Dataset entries
_ _ _ _
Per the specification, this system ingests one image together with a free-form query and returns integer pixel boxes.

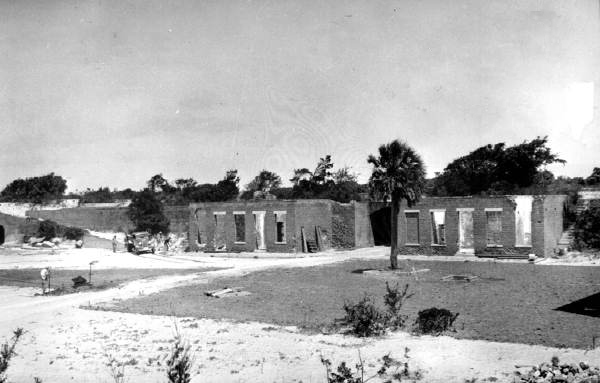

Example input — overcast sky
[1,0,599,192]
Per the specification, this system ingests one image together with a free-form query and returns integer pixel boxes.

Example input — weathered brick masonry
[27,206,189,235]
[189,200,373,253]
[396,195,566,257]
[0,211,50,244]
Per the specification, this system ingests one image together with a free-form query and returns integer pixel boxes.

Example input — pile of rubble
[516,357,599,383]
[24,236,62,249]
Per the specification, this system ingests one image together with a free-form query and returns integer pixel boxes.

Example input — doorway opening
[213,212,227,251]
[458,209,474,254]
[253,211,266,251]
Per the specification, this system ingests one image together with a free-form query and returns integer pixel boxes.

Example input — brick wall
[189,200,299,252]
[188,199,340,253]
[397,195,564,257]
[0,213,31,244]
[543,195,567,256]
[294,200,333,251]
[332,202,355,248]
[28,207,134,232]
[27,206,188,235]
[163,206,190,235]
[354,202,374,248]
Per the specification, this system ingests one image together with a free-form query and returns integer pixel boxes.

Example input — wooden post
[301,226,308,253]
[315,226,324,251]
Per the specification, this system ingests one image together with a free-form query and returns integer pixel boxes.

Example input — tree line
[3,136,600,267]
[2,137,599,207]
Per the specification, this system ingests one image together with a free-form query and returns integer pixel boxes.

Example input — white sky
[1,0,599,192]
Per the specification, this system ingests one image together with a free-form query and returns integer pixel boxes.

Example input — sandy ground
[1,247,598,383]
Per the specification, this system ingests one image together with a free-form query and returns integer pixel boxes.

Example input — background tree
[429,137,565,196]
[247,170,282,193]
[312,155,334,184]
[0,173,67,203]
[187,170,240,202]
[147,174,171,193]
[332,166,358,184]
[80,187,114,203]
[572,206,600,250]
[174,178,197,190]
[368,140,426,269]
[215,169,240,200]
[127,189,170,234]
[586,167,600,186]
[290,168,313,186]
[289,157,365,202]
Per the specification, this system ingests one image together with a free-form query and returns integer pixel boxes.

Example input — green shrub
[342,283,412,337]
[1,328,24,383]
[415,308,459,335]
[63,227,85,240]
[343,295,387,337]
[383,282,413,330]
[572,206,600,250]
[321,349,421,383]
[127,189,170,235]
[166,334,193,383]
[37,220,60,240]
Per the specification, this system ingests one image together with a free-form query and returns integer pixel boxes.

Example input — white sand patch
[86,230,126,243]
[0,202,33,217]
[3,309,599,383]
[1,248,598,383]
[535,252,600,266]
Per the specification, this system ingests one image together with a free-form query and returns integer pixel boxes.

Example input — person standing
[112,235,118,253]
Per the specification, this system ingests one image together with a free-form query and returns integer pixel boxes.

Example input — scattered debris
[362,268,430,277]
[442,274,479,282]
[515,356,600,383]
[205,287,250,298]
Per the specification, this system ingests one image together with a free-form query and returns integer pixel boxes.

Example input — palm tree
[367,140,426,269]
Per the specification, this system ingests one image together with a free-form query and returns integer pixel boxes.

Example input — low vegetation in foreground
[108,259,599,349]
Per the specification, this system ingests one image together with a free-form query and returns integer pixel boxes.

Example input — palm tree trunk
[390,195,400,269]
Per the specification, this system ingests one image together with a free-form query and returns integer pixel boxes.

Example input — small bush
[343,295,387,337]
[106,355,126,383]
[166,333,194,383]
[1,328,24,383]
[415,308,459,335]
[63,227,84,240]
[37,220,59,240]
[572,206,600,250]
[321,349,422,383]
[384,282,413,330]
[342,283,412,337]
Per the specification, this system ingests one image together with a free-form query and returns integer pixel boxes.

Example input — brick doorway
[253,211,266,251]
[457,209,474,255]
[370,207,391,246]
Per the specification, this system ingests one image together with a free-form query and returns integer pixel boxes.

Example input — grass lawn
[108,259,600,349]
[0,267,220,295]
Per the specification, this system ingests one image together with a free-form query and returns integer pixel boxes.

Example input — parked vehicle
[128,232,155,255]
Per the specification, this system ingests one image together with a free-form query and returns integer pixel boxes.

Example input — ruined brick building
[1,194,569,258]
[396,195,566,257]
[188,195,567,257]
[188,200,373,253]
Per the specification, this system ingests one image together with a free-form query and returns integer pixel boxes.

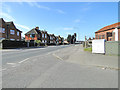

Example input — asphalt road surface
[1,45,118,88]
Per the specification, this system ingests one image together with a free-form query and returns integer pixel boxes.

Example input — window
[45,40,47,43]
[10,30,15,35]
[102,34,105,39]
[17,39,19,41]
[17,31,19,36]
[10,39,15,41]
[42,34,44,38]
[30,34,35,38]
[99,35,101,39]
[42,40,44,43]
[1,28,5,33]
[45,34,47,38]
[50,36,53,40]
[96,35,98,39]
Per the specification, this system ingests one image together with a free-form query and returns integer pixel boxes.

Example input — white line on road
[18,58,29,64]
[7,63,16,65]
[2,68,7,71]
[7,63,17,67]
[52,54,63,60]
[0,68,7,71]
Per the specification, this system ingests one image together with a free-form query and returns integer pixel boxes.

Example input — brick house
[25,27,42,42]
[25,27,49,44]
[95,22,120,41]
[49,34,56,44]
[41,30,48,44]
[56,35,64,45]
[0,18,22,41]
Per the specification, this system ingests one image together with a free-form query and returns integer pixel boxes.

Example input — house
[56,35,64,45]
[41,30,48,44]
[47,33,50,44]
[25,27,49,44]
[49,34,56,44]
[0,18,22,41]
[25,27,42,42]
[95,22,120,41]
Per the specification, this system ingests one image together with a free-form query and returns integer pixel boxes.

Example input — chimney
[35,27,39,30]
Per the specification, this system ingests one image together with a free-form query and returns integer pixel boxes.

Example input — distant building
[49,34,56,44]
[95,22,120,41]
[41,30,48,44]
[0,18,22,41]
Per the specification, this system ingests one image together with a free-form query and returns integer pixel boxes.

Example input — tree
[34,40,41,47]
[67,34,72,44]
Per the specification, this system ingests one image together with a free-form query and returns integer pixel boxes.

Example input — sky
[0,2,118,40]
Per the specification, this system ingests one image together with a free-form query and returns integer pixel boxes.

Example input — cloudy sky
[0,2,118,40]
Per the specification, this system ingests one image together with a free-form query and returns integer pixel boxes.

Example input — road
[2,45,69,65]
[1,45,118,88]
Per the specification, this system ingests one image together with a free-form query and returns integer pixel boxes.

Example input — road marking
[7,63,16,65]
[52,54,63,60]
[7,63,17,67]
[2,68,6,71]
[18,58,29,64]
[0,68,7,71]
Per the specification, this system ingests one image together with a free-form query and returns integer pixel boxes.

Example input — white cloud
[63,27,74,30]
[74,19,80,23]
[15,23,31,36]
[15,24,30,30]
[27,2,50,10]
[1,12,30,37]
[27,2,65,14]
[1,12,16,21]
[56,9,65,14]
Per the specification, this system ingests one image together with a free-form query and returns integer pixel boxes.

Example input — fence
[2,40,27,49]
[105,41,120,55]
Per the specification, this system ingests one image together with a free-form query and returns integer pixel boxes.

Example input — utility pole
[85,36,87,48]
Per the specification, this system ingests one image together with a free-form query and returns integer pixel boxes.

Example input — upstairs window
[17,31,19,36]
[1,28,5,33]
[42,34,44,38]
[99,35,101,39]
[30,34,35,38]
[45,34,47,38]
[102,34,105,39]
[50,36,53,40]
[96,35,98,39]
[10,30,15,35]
_ _ _ _
* What to produce
Reproduce the data above word for word and omit the images.

* Solution for this exercise
Per the specification, this system ingests one image together with a free-form query and returns integer pixel boxes.


Example input — overcast sky
[1,0,599,192]
Per the specification, this system ingests one image together with a free-form query and returns integer pixel boxes.

Example input — weathered brick masonry
[27,206,189,235]
[189,200,373,253]
[396,195,566,257]
[0,211,50,244]
Per the specification, this system ingests one image together with a free-form query and returns integer pixel boxes.

Example input — pile of rubble
[516,357,599,383]
[24,236,62,249]
Per the specification, this system ingests one image together with a free-form query and returns integer pixel boxes.

Example input — doorway opening
[213,212,227,251]
[458,209,474,254]
[253,211,266,251]
Per the specification, this system ingests one image together with a free-form query and returns integer pixel boxes.

Example input — brick wall
[189,200,299,252]
[188,199,340,253]
[397,195,564,257]
[0,213,31,244]
[543,195,567,256]
[294,200,333,251]
[332,202,355,248]
[28,207,134,232]
[27,206,188,235]
[163,206,190,235]
[354,202,374,248]
Per the specification, this system ingests one image together with a free-form query and returns integer pixel boxes.

Example input — wooden post
[301,226,308,253]
[315,226,324,251]
Per the specification, this system ingests one image together with a free-form query and returns integer pixel boxes.

Example input — tree line
[3,136,600,267]
[2,137,599,207]
Per the specification, this system ingests one image together with a free-form query and returns integer pixel boxes.

Example input — white sky
[1,0,599,192]
Per the specification, this system ingests one image together with a free-form query and returns integer pixel boxes.

Example input — sandy ground
[1,247,598,383]
Per the specification, this system ingests one image together with a free-form query and returns integer pixel boxes.

Example input — background tree
[429,137,565,196]
[247,170,282,193]
[312,155,334,184]
[0,173,67,203]
[187,170,240,202]
[147,174,171,193]
[332,166,358,184]
[80,187,114,203]
[572,206,600,250]
[174,178,197,190]
[368,140,426,269]
[215,169,240,200]
[127,189,170,234]
[586,167,600,186]
[290,168,313,186]
[289,157,365,202]
Per the specification, this system ingests one image together with a free-form query and returns integer pixel boxes.

Example input — green shrub
[342,283,412,337]
[1,328,24,383]
[415,308,459,335]
[63,227,85,240]
[343,295,387,337]
[383,282,413,330]
[572,206,600,250]
[321,349,421,383]
[127,189,170,235]
[166,334,193,383]
[37,220,60,240]
Per the specification, this system ingests one image together with a free-form query and returns integer pixel boxes.

Example input — white sand patch
[86,230,126,243]
[0,202,33,217]
[3,309,599,383]
[1,248,598,383]
[535,252,600,266]
Per the specification, this system ingests one image together with a free-form query and returns integer pixel boxes.

Example input — person standing
[112,235,118,253]
Per the specification, this system ingests one image together with a free-form query and returns integer pixel boxes.

Example input — scattered debris
[362,268,430,277]
[442,274,479,282]
[515,356,600,383]
[205,287,250,298]
Per the specification, this system ingests one image together with a free-form query and returns integer pixel boxes.

Example input — palm tree
[367,140,426,269]
Per the specification, this system ingests one image together with a free-form query and returns integer pixel boxes.

Example input — low vegetation in foreground
[108,259,599,349]
Per the specification, this system ingests one image together with a free-form query and returns integer pixel boxes.

Example input — palm tree trunk
[390,195,400,269]
Per the specification, this system ingests one image together with a free-form query and returns integer pixel boxes.

Example input — small bush
[343,295,387,337]
[106,355,126,383]
[166,333,194,383]
[1,328,24,383]
[415,308,459,335]
[63,227,84,240]
[37,220,59,240]
[572,206,600,250]
[321,349,422,383]
[384,282,413,330]
[342,283,412,337]
Per the specification, this system ingests one image together with a free-form query and returns integer pixel boxes.

Example input — brick doorway
[253,211,266,251]
[457,209,474,255]
[370,207,391,246]
Per the specification, this system ingests one image together with a free-form query and returns integer pixel boxes.

Example input — grass lawn
[108,259,600,349]
[0,267,220,295]
Per the specification, this system ingests one image together with a free-form query and returns integer pixel boxes.

Example input — parked vehicle
[128,232,155,255]
Per the specification, this system ingests one image together with a free-form query and returns integer pixel boxes.

Example input — ruined brick building
[1,194,569,258]
[396,195,566,257]
[188,195,567,257]
[188,200,373,253]
Per the specification, this system ingests one image together with a free-form query and returns integer pixel boxes.


Example input — asphalt road surface
[1,45,118,88]
Per the specification, this system ingests one image together with a free-form query and returns integer pixel boxes.

Example input — window
[45,40,47,43]
[10,30,15,35]
[102,34,105,39]
[17,39,19,41]
[17,31,19,36]
[10,39,15,41]
[42,34,44,38]
[30,34,35,38]
[99,35,101,39]
[42,40,44,43]
[1,28,5,33]
[45,34,47,38]
[50,36,53,40]
[96,35,98,39]
Per the specification, this system ingests one image together with a free-form query and returns integer pixel boxes.

Example input — white line on road
[18,58,29,64]
[7,63,16,65]
[2,68,7,71]
[7,63,17,67]
[52,54,63,60]
[0,68,7,71]
Per the specification, this system ingests one image together with a free-form query and returns integer pixel boxes.

Example input — brick house
[25,27,42,42]
[25,27,49,44]
[95,22,120,41]
[49,34,56,44]
[41,30,48,44]
[56,35,64,45]
[0,18,22,41]
Per the specification, this system ingests one image together with a free-form query and returns integer pixel boxes.

Example input — house
[56,35,64,45]
[41,30,48,44]
[47,33,50,44]
[25,27,49,44]
[49,34,56,44]
[0,18,22,41]
[25,27,42,42]
[95,22,120,41]
Per the specification, this system ingests one image together with a free-form query and returns integer pixel boxes.

Example input — chimney
[35,27,39,30]
Per the specification, this system ingests one image together with a free-form query and returns integer pixel boxes.

Example input — distant building
[49,34,56,44]
[95,22,120,41]
[41,30,48,44]
[0,18,22,41]
Per the specification, this system ingests one image together with a free-form query and returns integer pixel boxes.

Example input — tree
[34,40,41,47]
[67,34,72,44]
Per the specification, this system ingests one image together with a free-form query and returns integer pixel boxes.

Example input — sky
[0,2,118,40]
Per the specification, this system ingests one image together with a free-form query and returns integer pixel boxes.

Example input — cloudy sky
[0,2,118,40]
Per the specification, this system ingests one image together with a free-form query and returns integer pixel boxes.

Example input — road
[2,45,69,65]
[1,45,118,88]
Per the specification, this system ingests one image together with a free-form query and returns integer pixel boxes.

Example input — road marking
[7,63,16,65]
[52,54,63,60]
[7,63,17,67]
[2,68,6,71]
[18,58,29,64]
[0,68,7,71]
Per the specification, this system ingests one image together with a free-form query and returns integer pixel boxes.

Example input — white cloud
[63,27,74,30]
[74,19,80,23]
[15,23,31,36]
[15,24,30,30]
[27,2,50,10]
[1,12,30,37]
[27,2,65,14]
[1,12,16,21]
[56,9,65,14]
Per the specification, this system ingests one image together with a free-form query and returns integer pixel boxes.

Example input — fence
[2,40,27,49]
[105,41,120,55]
Per the specification, this system ingests one image together with a free-form query and returns integer pixel boxes.

Example input — utility pole
[85,36,87,48]
Per the specification, this system ingests one image together with a free-form query and returns integer pixel boxes.

Example input — upstairs window
[17,31,19,36]
[1,28,5,33]
[42,34,44,38]
[99,35,101,39]
[30,34,35,38]
[45,34,47,38]
[102,34,105,39]
[50,36,53,40]
[96,35,98,39]
[10,30,15,35]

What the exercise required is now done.